_BLOCO DE TEXTO_

+===+

    Os Kalapalo já tinham conhecimento da existência do filme Kalapalo (55min), de 1955, feito por William Gericke, e em diferentes situações nos pediram para trazer o filme à eles. Buscamos uma cópia disponível na Cinemateca de São Paulo, mas não foi possível acessá-la, já que a instituição está passando por um processo de desmonte. Conseguimos uma cópia com o MALBA, o Museo de Artes Latinoamericanas de Buenos Aires. Com o filme em mãos, organizamos uma viagem e voltamos mais uma vez ao Xingu e realizamos o processo de restituição (RIAL, 2016; DA CUNHA e CAYUBI, 2009), exibindo o filme no centro da aldeia.

+===+

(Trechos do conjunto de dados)
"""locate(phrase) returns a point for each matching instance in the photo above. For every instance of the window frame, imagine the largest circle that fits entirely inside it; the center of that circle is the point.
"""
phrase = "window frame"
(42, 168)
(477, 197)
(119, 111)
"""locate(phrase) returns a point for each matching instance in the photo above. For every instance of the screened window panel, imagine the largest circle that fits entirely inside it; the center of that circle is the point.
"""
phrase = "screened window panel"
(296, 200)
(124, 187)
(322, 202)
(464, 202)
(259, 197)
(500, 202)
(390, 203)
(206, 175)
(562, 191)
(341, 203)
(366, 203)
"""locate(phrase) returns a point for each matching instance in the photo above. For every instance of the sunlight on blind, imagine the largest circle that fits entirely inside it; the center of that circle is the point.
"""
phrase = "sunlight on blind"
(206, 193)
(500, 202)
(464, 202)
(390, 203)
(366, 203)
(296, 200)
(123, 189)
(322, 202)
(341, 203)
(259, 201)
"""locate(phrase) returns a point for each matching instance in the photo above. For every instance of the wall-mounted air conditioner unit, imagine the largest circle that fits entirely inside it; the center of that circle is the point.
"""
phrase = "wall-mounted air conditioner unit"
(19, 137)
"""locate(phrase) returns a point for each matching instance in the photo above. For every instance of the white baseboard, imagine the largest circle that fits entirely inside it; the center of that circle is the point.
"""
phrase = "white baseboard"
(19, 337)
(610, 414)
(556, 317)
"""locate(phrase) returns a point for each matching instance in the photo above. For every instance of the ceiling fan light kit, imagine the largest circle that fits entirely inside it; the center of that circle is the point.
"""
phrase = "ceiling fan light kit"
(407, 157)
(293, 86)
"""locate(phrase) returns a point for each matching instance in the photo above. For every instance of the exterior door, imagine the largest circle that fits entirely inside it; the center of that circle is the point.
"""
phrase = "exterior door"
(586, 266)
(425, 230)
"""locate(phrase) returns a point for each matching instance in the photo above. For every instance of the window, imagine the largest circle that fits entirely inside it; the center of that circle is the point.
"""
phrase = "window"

+===+

_ENUNCIADO DA TAREFA_
Enumere todos os sobrenomes de autores que aparecem nas referências entre parênteses do bloco de texto.

_RESULTADO DO EXERCÍCIO_
RIAL, DA CUNHA, CAYUBI